* Start Exercise data *

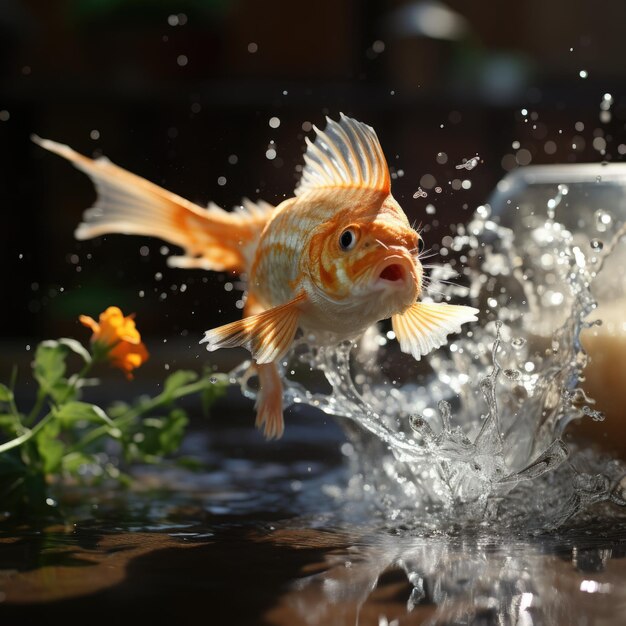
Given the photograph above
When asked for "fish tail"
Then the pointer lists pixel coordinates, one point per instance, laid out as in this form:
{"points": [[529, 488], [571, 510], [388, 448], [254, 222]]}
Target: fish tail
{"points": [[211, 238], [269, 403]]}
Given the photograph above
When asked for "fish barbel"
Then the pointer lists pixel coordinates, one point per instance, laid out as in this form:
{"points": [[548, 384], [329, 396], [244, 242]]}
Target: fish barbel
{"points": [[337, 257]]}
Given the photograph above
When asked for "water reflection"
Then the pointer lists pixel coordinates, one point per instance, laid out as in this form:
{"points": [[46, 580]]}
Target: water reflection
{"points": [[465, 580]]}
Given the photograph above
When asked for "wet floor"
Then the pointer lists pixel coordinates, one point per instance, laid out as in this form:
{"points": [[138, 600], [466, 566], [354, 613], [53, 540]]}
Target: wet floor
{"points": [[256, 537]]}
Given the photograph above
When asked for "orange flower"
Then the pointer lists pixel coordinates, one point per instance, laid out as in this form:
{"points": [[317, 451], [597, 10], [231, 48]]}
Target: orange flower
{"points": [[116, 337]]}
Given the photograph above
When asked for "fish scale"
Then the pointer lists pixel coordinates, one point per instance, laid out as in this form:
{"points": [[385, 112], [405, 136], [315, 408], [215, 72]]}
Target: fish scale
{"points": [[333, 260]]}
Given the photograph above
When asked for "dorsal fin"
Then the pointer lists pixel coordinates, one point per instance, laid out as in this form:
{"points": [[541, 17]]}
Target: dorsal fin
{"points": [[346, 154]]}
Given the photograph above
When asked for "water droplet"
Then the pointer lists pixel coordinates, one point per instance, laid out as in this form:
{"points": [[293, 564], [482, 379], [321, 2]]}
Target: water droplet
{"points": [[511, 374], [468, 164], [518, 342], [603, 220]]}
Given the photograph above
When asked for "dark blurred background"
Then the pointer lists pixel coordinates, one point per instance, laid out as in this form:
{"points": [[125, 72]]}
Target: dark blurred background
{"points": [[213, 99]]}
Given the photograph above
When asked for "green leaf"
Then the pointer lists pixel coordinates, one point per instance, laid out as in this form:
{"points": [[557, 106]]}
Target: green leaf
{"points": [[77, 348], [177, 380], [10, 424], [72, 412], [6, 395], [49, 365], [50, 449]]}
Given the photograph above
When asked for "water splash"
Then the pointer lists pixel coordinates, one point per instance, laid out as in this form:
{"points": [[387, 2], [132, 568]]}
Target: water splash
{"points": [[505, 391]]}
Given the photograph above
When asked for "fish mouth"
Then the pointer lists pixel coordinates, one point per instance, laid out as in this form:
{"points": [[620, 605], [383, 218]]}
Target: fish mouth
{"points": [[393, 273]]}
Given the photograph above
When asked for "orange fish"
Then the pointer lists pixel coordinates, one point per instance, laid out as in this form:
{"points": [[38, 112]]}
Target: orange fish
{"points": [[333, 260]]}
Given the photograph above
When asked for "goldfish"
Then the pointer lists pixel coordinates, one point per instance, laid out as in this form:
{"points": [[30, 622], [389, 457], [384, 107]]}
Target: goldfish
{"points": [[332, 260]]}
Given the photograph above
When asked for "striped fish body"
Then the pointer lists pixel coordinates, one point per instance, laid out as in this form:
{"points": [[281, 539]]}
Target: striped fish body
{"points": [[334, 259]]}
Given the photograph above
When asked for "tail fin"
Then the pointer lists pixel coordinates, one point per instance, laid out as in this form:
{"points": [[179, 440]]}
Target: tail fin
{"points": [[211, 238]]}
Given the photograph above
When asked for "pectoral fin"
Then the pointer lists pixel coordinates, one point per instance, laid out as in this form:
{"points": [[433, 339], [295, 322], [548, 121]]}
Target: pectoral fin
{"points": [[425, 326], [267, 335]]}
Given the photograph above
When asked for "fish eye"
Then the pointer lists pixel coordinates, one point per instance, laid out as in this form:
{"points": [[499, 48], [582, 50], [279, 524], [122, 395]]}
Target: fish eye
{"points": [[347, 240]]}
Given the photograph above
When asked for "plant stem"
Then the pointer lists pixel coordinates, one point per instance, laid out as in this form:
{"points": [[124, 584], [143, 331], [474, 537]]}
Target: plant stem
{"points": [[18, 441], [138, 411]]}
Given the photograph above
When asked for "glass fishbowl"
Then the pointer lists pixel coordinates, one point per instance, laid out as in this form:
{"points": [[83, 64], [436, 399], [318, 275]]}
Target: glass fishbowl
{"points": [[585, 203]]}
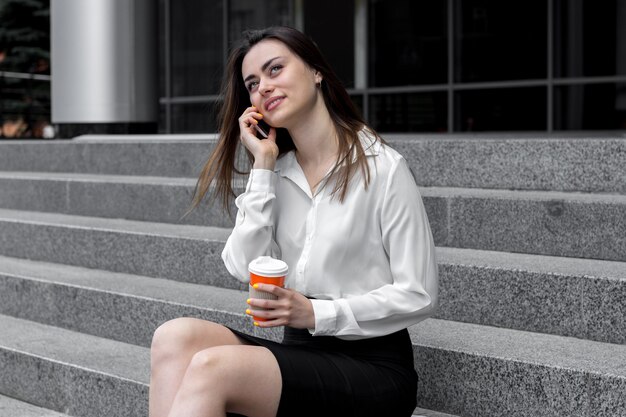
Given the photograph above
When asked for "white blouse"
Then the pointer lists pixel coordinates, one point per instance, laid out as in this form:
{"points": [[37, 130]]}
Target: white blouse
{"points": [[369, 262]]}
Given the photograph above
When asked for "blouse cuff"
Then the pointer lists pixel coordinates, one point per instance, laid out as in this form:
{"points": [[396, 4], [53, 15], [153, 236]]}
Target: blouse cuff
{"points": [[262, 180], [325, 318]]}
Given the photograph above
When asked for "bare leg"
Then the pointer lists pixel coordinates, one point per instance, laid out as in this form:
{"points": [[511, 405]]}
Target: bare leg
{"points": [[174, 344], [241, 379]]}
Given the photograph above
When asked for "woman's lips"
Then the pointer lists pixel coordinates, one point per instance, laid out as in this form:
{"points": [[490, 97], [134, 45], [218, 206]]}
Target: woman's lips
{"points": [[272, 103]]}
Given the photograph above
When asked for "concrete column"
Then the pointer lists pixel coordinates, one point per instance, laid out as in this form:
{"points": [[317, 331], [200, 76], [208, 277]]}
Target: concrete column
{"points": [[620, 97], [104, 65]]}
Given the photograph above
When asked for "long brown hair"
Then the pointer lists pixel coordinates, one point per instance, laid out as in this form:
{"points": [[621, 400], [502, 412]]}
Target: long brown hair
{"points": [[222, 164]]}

* End Exercise data *

→ Job
Transcribe the listing in full and omit the pictures.

→ Response to this exercise
Given the photograph above
When asked for "fish tail"
Then the pointer lists pixel coordinates, one point per instance, laid out as in this form:
{"points": [[529, 488], [571, 510], [388, 448], [254, 222]]}
Target: fish tail
{"points": [[211, 238], [269, 403]]}
Given the photograph above
When asked for "fish barbel"
Then the pointer lists pixel coordinates, one point per instance, laid out as in this form:
{"points": [[548, 384], [329, 396], [244, 242]]}
Target: fish barbel
{"points": [[337, 257]]}
Given the photograph above
When asked for "water reflection"
Then the pointer lists pixel coordinates, one point per instance, laid out as in this form:
{"points": [[46, 580]]}
Target: water reflection
{"points": [[465, 580]]}
Given the photograph above
When asked for "wet floor"
Then the pointer lists pixel coordinates, one point per instance, laid out as in this form:
{"points": [[138, 600], [466, 566], [354, 613], [53, 540]]}
Target: wet floor
{"points": [[256, 537]]}
Given the photograph above
When asked for "orange flower"
Then the pointer lists pixel coordinates, one point per instance, laid out as in this form:
{"points": [[317, 451], [597, 10], [231, 48]]}
Target: orange flower
{"points": [[116, 337]]}
Given the photograph above
When asked for "fish scale"
Then the pointer lists pixel coordinates, one point per instance, laid out as in this form:
{"points": [[385, 112], [405, 136], [315, 408], [215, 72]]}
Target: fish scale
{"points": [[333, 260]]}
Given the photograph above
When asked for "dorsal fin"
Then the pointer lists pixel coordinates, one point per instance, laid out as in this form:
{"points": [[541, 17]]}
Target: dorsal fin
{"points": [[346, 154]]}
Given the photograph above
When asked for "water droplet"
Then the pointer lists pixel coordinates, one point per instance, laid out as in this form:
{"points": [[293, 564], [482, 379], [321, 2]]}
Target: water droplet
{"points": [[511, 374], [468, 164], [518, 342], [603, 220]]}
Given the photograph above
When asked for "dark blurred background"
Then the pointer lists pixel coordinates, one point per instance, laid out as in this form:
{"points": [[125, 72]]}
Target: dark blurred background
{"points": [[213, 99]]}
Given the photograph above
When asked for "green leaf"
Then the pointer lists pixel coordinates, one point per instance, laid out as in this form:
{"points": [[557, 106]]}
Target: green leaf
{"points": [[77, 348], [177, 380], [10, 424], [72, 412], [6, 395], [49, 365], [50, 449]]}
Given the photograph above
When asked for "water splash"
Then the pointer lists pixel coordinates, one point per instance, laid out as in this form:
{"points": [[387, 2], [132, 568]]}
Target: water splash
{"points": [[505, 391]]}
Given the photograph above
When asked for "fish mouth"
Then the pointer lists pixel coordinates, one point per instance, laid out as in this form:
{"points": [[620, 605], [383, 218]]}
Target: fish mouth
{"points": [[393, 273]]}
Given the photograph above
When asked for "orange fish"
Then the pointer lists pixel coordinates, one point per instance, laid out as in this form:
{"points": [[38, 112]]}
Target: orange fish
{"points": [[333, 260]]}
Given the photograph above
When asked for "goldfish"
Then the pointer lists pixel coordinates, one point per instance, laid out as in this form:
{"points": [[30, 622], [389, 457], [384, 107]]}
Target: goldfish
{"points": [[332, 260]]}
Given the photograph above
When asked for "striped fish body"
Then the pointer lists pixel coordinates, one point per instance, laid out as in this form:
{"points": [[281, 539]]}
Target: striped fish body
{"points": [[334, 259]]}
Given the photograph above
When asked for "tail fin"
Then the pointer lists pixel coordinates, one point per instance, laid out as in this form:
{"points": [[179, 440]]}
Target: tail fin
{"points": [[211, 238]]}
Given the photograph above
When asked for "pectoral fin"
Then the pointer lists pixel coordinates, one point per instance, laid out as in this form:
{"points": [[433, 339], [295, 322], [548, 121]]}
Target: pectoral fin
{"points": [[425, 326], [267, 335]]}
Given the photograph above
When asked for "fish eye"
Then the pointer lists pixel coordinates, one point per instance, laid out as in this form:
{"points": [[499, 48], [582, 50], [279, 524], [122, 395]]}
Target: fish eye
{"points": [[347, 240]]}
Given the photograph above
When asked for "plant stem"
Then the pointer lists pixel coordinates, one point per instance, laid out as in this form:
{"points": [[124, 584], [143, 331], [474, 537]]}
Target: plant stem
{"points": [[18, 441], [138, 411]]}
Given the photograph above
When asked for "glass fishbowl"
Then the pointer lists pixel coordinates, one point per instance, laid out as in this form:
{"points": [[83, 64], [436, 399], [318, 275]]}
Target: glass fishbowl
{"points": [[585, 203]]}
Given the photograph above
When asked for "white blouse"
Then the pointer lists pixel coordinates, one point per instance, laid out as in this form:
{"points": [[37, 130]]}
Target: white blouse
{"points": [[369, 262]]}
Given the photograph above
When asked for "blouse cuff"
Then the pointer lists pixel coordinates, one point per instance, laid out as in this form:
{"points": [[396, 4], [53, 15], [153, 236]]}
Target: blouse cuff
{"points": [[262, 180], [325, 318]]}
Given the photograph above
When asked for "bare leg"
Then the pointer lists pixel coordinates, one point per instance, laid out as in this form:
{"points": [[511, 405]]}
Target: bare leg
{"points": [[174, 344], [241, 379]]}
Given the photograph above
When asked for "woman's lips"
Then the pointer lists pixel coordinates, one point per instance, laid out as in this form:
{"points": [[490, 97], [134, 45], [218, 206]]}
Target: woman's lips
{"points": [[272, 103]]}
Given the photograph above
When asked for "concrete column"
Then the pointer lists pixel coordinates, one point per instance, laid out as in this form:
{"points": [[317, 331], [200, 76], [208, 277]]}
Target: concrete column
{"points": [[620, 97], [104, 65]]}
Given the photograph above
When asked for "long brown hair"
Then the pointer lists pixel coordinates, one point per instance, laid out as in this form:
{"points": [[621, 400], [502, 412]]}
Target: long brown hair
{"points": [[222, 164]]}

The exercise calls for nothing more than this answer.